(Qué se pide)
Responde estas preguntas con base en el texto sobre el origen del Día de Muertos:
(a) ¿Entre qué meses realizaban los mexicas sus celebraciones más importantes a los muertos?
(b) ¿A qué destino llegaban quienes morían por el agua?
(c) ¿Con qué celebración coincidían las fechas, según descubrieron los evangelizadores?

La celebración de los fieles difuntos en México tiene su origen en la época prehispánica. De acuerdo con los historiadores, los mexicas tenían varios periodos a lo largo del año para celebrar a sus muertos, los más importantes se realizaban al terminar las cosechas, entre los meses de septiembre y noviembre.
La sociedad azteca creía que la vida continuaba aun en el más allá, por eso consideraba la existencia de cuatro “destinos” para las personas, según la forma de morir. El arqueólogo Eduardo López Moctezuma los detalla de la siguiente manera:
El Tonatiuhichan o “casa del sol” era el sitio al que iban los guerreros muertos en batalla, los capturados para el sacrificio y las mujeres embarazadas.
El Tlalocan, un tipo de paraíso al que llegaban todos los que morían por el agua.
El Chichihualcuauhco, un espacio destinado para los bebés muertos, ahí eran amamantados por un enorme árbol nodriza hasta que “volvieran a nacer”.
El Mictlán, el reino de los muertos y destino de las personas que fallecían por causas no relacionadas al agua, la guerra o el parto.
Con la llegada de los españoles, el Día de Muertos no desapareció por completo, como otras fiestas religiosas mexicas. Los evangelizadores descubrieron que había una coincidencia de fechas entre la celebración prehispánica de los muertos con el día de Todos los Santos, dedicado a la memoria de los santos que murieron en nombre de Cristo.

(Extracto de datos)
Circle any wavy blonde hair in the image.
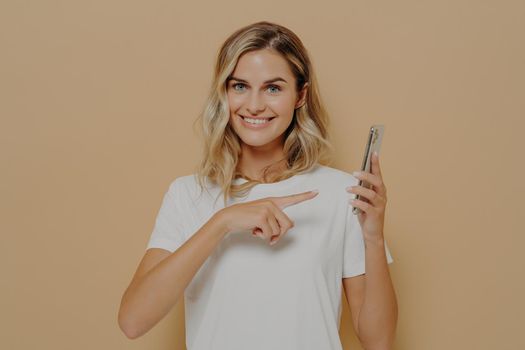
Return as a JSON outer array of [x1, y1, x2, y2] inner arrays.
[[195, 21, 333, 206]]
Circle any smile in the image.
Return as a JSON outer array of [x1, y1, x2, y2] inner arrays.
[[240, 115, 275, 129]]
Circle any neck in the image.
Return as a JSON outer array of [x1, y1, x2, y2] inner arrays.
[[238, 137, 287, 182]]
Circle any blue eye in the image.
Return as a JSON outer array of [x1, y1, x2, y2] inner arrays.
[[268, 85, 281, 92], [232, 83, 244, 91]]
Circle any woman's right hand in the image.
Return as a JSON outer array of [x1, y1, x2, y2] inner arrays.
[[218, 191, 318, 245]]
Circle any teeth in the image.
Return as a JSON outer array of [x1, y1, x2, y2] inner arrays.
[[243, 117, 270, 124]]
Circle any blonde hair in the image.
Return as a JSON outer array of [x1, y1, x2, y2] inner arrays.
[[196, 21, 333, 206]]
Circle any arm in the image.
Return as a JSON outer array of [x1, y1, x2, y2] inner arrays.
[[118, 215, 227, 339], [343, 235, 398, 350]]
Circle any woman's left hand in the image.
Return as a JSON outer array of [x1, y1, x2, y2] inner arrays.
[[346, 152, 386, 240]]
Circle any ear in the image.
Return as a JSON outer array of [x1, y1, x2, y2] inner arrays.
[[295, 83, 308, 109]]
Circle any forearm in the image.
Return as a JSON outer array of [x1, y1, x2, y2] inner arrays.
[[358, 235, 397, 350], [121, 212, 226, 338]]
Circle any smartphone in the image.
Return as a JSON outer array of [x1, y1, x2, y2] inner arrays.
[[352, 124, 385, 214]]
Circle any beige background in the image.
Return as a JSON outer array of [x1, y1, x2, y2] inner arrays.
[[0, 0, 525, 350]]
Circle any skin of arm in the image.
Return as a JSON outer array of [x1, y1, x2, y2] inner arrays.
[[343, 235, 398, 350], [118, 214, 227, 339]]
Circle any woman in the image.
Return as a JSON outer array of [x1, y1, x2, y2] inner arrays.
[[119, 22, 397, 350]]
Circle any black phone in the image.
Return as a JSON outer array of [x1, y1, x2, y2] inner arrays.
[[352, 124, 385, 214]]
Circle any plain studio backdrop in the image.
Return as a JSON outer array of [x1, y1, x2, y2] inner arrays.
[[0, 0, 525, 350]]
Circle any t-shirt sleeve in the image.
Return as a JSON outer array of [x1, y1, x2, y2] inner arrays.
[[343, 205, 394, 278], [146, 178, 185, 253]]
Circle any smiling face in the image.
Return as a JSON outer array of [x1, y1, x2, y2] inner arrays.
[[227, 49, 306, 151]]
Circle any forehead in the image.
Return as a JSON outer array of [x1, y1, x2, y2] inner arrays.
[[232, 49, 294, 83]]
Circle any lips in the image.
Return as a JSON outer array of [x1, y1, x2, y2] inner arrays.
[[239, 114, 275, 120]]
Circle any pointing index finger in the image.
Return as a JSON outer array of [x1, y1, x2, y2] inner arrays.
[[273, 190, 319, 209]]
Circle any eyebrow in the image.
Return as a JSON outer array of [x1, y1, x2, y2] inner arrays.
[[229, 77, 288, 84]]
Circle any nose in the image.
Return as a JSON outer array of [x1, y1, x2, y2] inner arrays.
[[246, 91, 266, 115]]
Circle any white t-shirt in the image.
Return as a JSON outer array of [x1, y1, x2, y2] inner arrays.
[[146, 165, 393, 350]]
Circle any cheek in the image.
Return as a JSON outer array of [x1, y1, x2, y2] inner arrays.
[[268, 96, 294, 114]]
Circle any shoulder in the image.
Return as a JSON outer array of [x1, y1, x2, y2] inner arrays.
[[168, 173, 217, 200]]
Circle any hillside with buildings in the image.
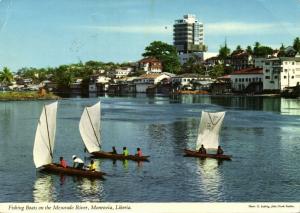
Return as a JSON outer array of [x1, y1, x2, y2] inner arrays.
[[0, 14, 300, 97]]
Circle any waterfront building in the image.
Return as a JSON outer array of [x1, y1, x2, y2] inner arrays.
[[230, 68, 263, 93], [253, 57, 267, 68], [230, 51, 253, 70], [138, 57, 162, 74], [108, 67, 133, 78], [172, 73, 213, 90], [89, 75, 111, 93], [263, 53, 300, 92], [134, 73, 171, 93], [179, 52, 218, 65]]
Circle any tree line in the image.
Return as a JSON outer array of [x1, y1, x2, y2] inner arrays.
[[0, 37, 300, 87]]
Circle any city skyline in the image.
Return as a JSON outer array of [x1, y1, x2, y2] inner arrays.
[[0, 0, 300, 71]]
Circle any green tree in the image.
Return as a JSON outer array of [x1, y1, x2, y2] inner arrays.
[[246, 46, 253, 55], [293, 37, 300, 52], [181, 55, 205, 75], [209, 64, 225, 78], [0, 67, 14, 86], [142, 41, 180, 73]]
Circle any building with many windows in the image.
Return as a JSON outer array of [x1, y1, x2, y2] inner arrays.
[[173, 14, 206, 53]]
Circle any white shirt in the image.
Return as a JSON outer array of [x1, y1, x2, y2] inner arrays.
[[73, 157, 83, 163]]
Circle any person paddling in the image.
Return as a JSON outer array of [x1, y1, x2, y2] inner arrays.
[[72, 155, 84, 169], [123, 146, 129, 156], [111, 146, 118, 154], [136, 148, 143, 157], [217, 146, 224, 155], [199, 144, 206, 154], [59, 157, 68, 168], [88, 160, 96, 171]]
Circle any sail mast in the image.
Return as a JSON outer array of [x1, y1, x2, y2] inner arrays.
[[85, 107, 101, 147], [44, 105, 53, 160]]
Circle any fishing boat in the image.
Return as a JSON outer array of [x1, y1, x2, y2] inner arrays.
[[79, 101, 149, 161], [184, 111, 231, 160], [33, 101, 105, 178]]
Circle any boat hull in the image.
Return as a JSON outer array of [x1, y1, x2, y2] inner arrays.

(Resultado)
(a) Entre septiembre y noviembre, al terminar las cosechas.
(b) Al Tlalocan.
(c) Con el día de Todos los Santos.